_Goal:_
Write out the text of every item below word for word, omitting the pictures.

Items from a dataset

+ + +

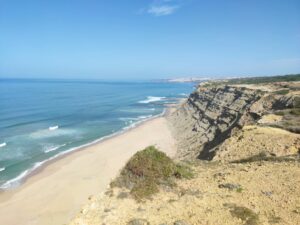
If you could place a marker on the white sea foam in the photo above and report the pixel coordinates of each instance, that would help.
(152, 99)
(47, 133)
(17, 180)
(53, 128)
(183, 94)
(51, 149)
(2, 144)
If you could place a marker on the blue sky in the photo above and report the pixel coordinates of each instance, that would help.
(139, 39)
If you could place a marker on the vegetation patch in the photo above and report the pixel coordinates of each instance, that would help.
(248, 216)
(282, 92)
(148, 169)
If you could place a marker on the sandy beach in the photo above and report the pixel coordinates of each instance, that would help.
(57, 192)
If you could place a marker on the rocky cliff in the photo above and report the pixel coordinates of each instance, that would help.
(209, 116)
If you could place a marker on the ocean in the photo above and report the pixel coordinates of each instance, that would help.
(43, 119)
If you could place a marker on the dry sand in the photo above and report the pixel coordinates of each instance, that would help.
(56, 193)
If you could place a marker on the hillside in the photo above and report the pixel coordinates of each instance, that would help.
(242, 144)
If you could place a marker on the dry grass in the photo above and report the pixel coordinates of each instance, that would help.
(148, 169)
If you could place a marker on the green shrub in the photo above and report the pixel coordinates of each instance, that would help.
(148, 169)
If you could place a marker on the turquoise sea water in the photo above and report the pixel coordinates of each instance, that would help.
(42, 119)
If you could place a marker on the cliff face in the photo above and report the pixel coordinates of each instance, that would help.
(208, 117)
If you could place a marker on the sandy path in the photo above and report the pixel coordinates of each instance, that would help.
(56, 193)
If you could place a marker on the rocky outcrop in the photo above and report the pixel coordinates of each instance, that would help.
(209, 116)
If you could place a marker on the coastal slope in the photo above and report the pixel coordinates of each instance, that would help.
(248, 136)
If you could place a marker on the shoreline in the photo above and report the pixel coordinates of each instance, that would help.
(43, 164)
(152, 131)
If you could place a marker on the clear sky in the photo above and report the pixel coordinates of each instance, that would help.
(148, 39)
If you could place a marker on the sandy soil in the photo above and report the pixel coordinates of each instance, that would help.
(56, 193)
(222, 193)
(204, 201)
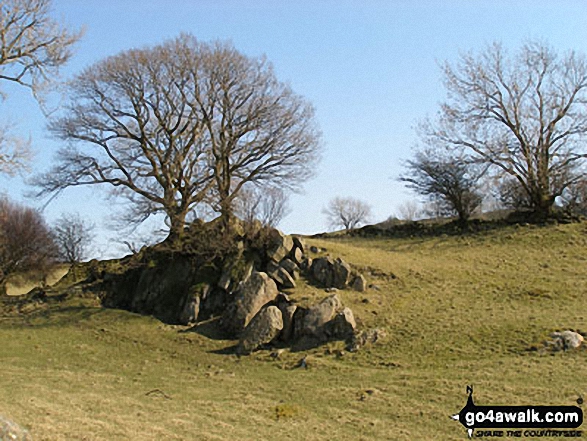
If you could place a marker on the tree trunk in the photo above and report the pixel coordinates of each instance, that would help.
(176, 227)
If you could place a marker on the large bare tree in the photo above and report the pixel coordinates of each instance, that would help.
(33, 47)
(449, 181)
(524, 115)
(180, 124)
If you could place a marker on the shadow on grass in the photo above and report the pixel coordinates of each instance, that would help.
(210, 328)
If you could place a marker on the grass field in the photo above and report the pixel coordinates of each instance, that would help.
(456, 311)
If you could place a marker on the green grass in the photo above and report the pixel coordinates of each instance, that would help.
(456, 311)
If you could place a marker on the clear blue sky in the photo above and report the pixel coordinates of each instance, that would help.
(369, 67)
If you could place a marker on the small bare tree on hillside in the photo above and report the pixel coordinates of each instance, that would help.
(180, 124)
(523, 116)
(409, 210)
(347, 212)
(266, 205)
(26, 242)
(73, 237)
(32, 49)
(451, 181)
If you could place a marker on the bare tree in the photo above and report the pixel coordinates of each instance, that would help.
(32, 49)
(347, 212)
(409, 210)
(26, 242)
(448, 180)
(73, 237)
(267, 205)
(524, 116)
(181, 124)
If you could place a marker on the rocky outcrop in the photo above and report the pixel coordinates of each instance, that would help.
(317, 316)
(263, 328)
(249, 298)
(280, 245)
(331, 273)
(564, 341)
(239, 283)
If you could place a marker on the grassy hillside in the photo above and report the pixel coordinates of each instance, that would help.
(456, 311)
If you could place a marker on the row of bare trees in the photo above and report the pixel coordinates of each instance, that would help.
(28, 243)
(519, 121)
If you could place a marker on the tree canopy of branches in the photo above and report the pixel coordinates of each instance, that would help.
(26, 242)
(447, 180)
(524, 116)
(73, 237)
(182, 123)
(32, 49)
(347, 212)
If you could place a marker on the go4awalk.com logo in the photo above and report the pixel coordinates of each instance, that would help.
(519, 421)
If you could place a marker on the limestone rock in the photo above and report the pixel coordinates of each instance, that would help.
(299, 243)
(342, 273)
(360, 283)
(250, 297)
(291, 267)
(318, 315)
(262, 329)
(297, 256)
(321, 271)
(287, 314)
(331, 273)
(342, 326)
(283, 279)
(12, 431)
(280, 245)
(190, 311)
(566, 340)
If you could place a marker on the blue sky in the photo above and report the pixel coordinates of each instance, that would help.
(371, 69)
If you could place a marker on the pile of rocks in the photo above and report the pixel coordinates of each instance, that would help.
(260, 314)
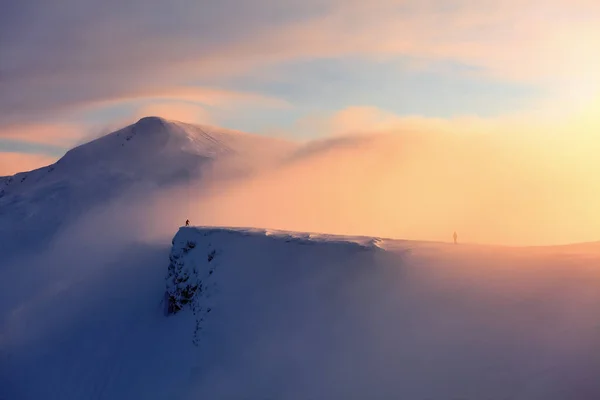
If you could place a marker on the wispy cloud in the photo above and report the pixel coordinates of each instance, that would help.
(84, 53)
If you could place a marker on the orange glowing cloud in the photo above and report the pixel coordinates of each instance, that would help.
(11, 163)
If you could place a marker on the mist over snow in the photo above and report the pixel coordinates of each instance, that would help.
(86, 245)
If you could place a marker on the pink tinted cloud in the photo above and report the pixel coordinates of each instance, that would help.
(51, 133)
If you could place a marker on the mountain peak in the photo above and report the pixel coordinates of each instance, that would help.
(151, 122)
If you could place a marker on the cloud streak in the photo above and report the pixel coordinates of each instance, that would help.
(83, 53)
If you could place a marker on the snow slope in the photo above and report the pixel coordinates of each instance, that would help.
(282, 315)
(147, 156)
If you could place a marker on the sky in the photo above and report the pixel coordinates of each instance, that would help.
(71, 70)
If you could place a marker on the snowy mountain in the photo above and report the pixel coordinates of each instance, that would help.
(149, 155)
(98, 300)
(280, 315)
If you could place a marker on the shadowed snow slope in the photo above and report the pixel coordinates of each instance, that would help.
(281, 315)
(148, 155)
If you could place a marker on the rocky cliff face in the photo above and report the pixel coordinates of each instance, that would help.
(190, 280)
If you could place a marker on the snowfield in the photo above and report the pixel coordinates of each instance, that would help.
(98, 300)
(282, 315)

+ + +

_Complete output:_
If you could place a marker on the white sea foam in the photo above and report the pixel coordinates of each instance, that would help.
(152, 99)
(47, 133)
(17, 180)
(53, 128)
(183, 94)
(51, 149)
(2, 144)
If you could place a marker on the blue sky in the photo above and report the pixel coordinates of each instance, that would help.
(139, 39)
If you could place a marker on the vegetation patch in the photo above and report the pixel coordinates of each instance, that would help.
(248, 216)
(282, 92)
(148, 169)
If you could place a marker on the sandy beach in the photo above and report the pixel coordinates of each instance, that would help.
(57, 192)
If you could place a marker on the rocky cliff in the photo above and report the pixel coordinates of each instance, that would help.
(209, 116)
If you could place a marker on the ocean in the photo above and report the pixel coordinates of each instance, that would help.
(43, 119)
If you could place a marker on the dry sand in the photo above and report the pixel coordinates of each instance, that would help.
(56, 193)
If you could place a marker on the hillside in the photo above and report the pixel coordinates of each instance, that would help.
(242, 144)
If you could place a marker on the dry grass in the photo above and report the pixel coordinates of each instance, that would help.
(148, 169)
If you could place a marker on the green shrub in the photo above and report the pixel coordinates of each instance, that would help.
(148, 169)
If you could place a marker on the turquoise sea water in the photo above and report the pixel coordinates of each instance, that would help.
(42, 119)
If you could place a marker on the cliff face in the photo above and report the pixel coordinates of each instance, that would help.
(208, 117)
If you could place a marker on the sandy path in the photo above and report the pixel coordinates of each instance, that would help.
(56, 193)
If you could place a marker on the rocky outcrop in the photo above and report the pixel coordinates of each instance, that would help.
(209, 116)
If you could place a marker on the coastal slope in the photo above and report the pixel coordinates of each instance, that would help.
(248, 136)
If you could place a marker on the shoreline in the photo above and report the pixel coordinates of each instance, that would help.
(43, 164)
(152, 131)
If you could place a marker on the clear sky in the photo above and report the pixel coordinates of each instance, that would help.
(148, 39)
If you could place a marker on the sandy soil in the photo above and report the pixel coordinates of each instance, that would help.
(56, 193)
(222, 193)
(204, 201)
If you could place a marker on the tree trunk in the photo above and report the pixel coordinates of each instance, that would help.
(176, 227)
If you could place a marker on the large bare tree in the photo above and report the pixel coordinates of each instance, that would help.
(33, 47)
(449, 181)
(524, 115)
(180, 124)
If you could place a marker on the shadow on grass in the photo above and report the pixel coordinates of each instance, that would help.
(210, 328)
If you could place a marker on the grass field in the photo above and report the pixel coordinates of each instance, that would help.
(456, 311)
If you could place a marker on the green grass in the photo above and report the pixel coordinates of each instance, that would help.
(456, 311)
If you could place a marker on the clear blue sky in the photo above and report the pixel coordinates of each instance, that would help.
(369, 67)
If you could place a marker on the small bare tree on hillside in the photo above and report the pixel coordinates of each instance, that would help.
(180, 124)
(523, 116)
(409, 210)
(347, 212)
(266, 205)
(26, 242)
(73, 237)
(32, 49)
(451, 181)
If you could place a marker on the bare tree in the photo above and report the pixel coordinates of each instance, that would help.
(32, 49)
(347, 212)
(409, 210)
(26, 242)
(448, 180)
(73, 237)
(267, 205)
(524, 116)
(181, 124)
If you could place a marker on the rocky outcrop in the photo above and report the pixel coordinates of each instance, that would help.
(317, 316)
(263, 328)
(249, 298)
(280, 245)
(331, 273)
(564, 341)
(239, 283)
If you could place a marker on the grassy hillside in the photo above and report the pixel coordinates of each instance, that would help.
(456, 311)
If you could place a marker on the row of bare trees in the photo above and report the pixel coordinates of each instance, that would help.
(28, 243)
(519, 121)
If you could place a marker on the tree canopy of branches in the photo above and report the pixel coordinates of each instance, that would help.
(26, 242)
(447, 180)
(524, 116)
(73, 237)
(182, 123)
(32, 49)
(347, 212)
If you could place a marker on the go4awalk.com logo in the photo above and report the pixel coordinates of each instance, that would help.
(519, 421)
If you could place a marker on the limestone rock in the photo above and report the pixel coordinates of each instance, that would help.
(299, 243)
(342, 273)
(360, 283)
(250, 297)
(291, 267)
(318, 315)
(262, 329)
(297, 256)
(321, 271)
(287, 314)
(331, 273)
(342, 326)
(283, 279)
(12, 431)
(280, 245)
(190, 311)
(566, 340)
If you could place a marker on the blue sky in the photo above and report the pixel coordinates of each instance, that would help.
(371, 69)
If you could place a marker on the pile of rocks in the photo above and report the pixel coordinates of each instance, that would help.
(260, 314)
If you could place a marker on the wispy cloud in the photo above and report the pixel coordinates of each instance, that would help.
(84, 53)
If you could place a marker on the orange glowing cloud in the photo above and report the pixel coordinates of each instance, that would help.
(11, 163)
If you could place a marker on the mist over snow in the photo above and report the pixel coordinates of each instance, that would help.
(86, 245)
If you could place a marker on the pink tinted cloud in the photo above and report the pixel coordinates of each instance, that would help.
(51, 133)
If you could place a marker on the mountain peak in the photo above and report the pixel coordinates of each instance, that would help.
(151, 122)
If you could place a marker on the cloud streak in the photo above and report the pixel coordinates of each instance, that would help.
(83, 53)
If you could place a marker on the snow slope in the photo above and report the pixel coordinates of each instance, that would help.
(282, 315)
(147, 156)
If you could place a marker on the sky in the photo above and report the pixel coordinates of each instance, that would help.
(71, 70)
If you could place a marker on the snowy mountain in the photo above and report the pixel coordinates of each instance, that would help.
(149, 155)
(98, 300)
(280, 315)
If you could place a marker on the shadowed snow slope in the photo above and report the pixel coordinates of each instance, that would help.
(281, 315)
(148, 155)
If you could place a marker on the rocky cliff face in the photo above and report the pixel coordinates of each instance, that would help.
(190, 280)
If you could place a marker on the snowfield in the photo above and report the pixel coordinates of each instance, that would help.
(98, 300)
(282, 315)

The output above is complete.